[TO BE DONE] Return all of the rows below, reproducing every line of each without any change.

Excerpts from location labeling data:
----

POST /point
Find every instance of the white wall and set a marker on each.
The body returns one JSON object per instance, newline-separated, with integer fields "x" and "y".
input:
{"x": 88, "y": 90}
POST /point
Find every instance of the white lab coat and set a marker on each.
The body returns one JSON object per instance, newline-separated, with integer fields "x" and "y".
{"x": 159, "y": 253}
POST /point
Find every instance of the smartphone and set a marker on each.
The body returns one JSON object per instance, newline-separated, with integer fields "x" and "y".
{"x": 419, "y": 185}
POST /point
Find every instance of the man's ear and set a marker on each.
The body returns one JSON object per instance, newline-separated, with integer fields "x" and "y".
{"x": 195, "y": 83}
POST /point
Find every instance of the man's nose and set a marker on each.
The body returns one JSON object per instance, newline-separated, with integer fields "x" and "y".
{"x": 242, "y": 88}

----

[COMPLETE RESPONSE]
POST /point
Find every instance of the white wall and set a marker on each.
The body returns one JSON object per instance, newline-separated, with integer fields "x" and "y".
input:
{"x": 88, "y": 90}
POST /point
Find every instance of the white lab coat and set a marker on each.
The body returns one JSON object per instance, newline-separated, with integer fields "x" and "y".
{"x": 159, "y": 253}
POST /point
Find every instance of the smartphone and set a marker on each.
The body returns one JSON object per instance, newline-separated, with integer fields "x" and "y".
{"x": 419, "y": 185}
POST /point
Find every instance of the man's ear and set a marker on each.
The body returns one JSON object per instance, newline-separated, with integer fields "x" and "y".
{"x": 195, "y": 83}
POST /point
Find every instance of the man's nose and set a marker on each.
The body returns one JSON object per instance, newline-separated, with integer fields "x" and "y".
{"x": 242, "y": 88}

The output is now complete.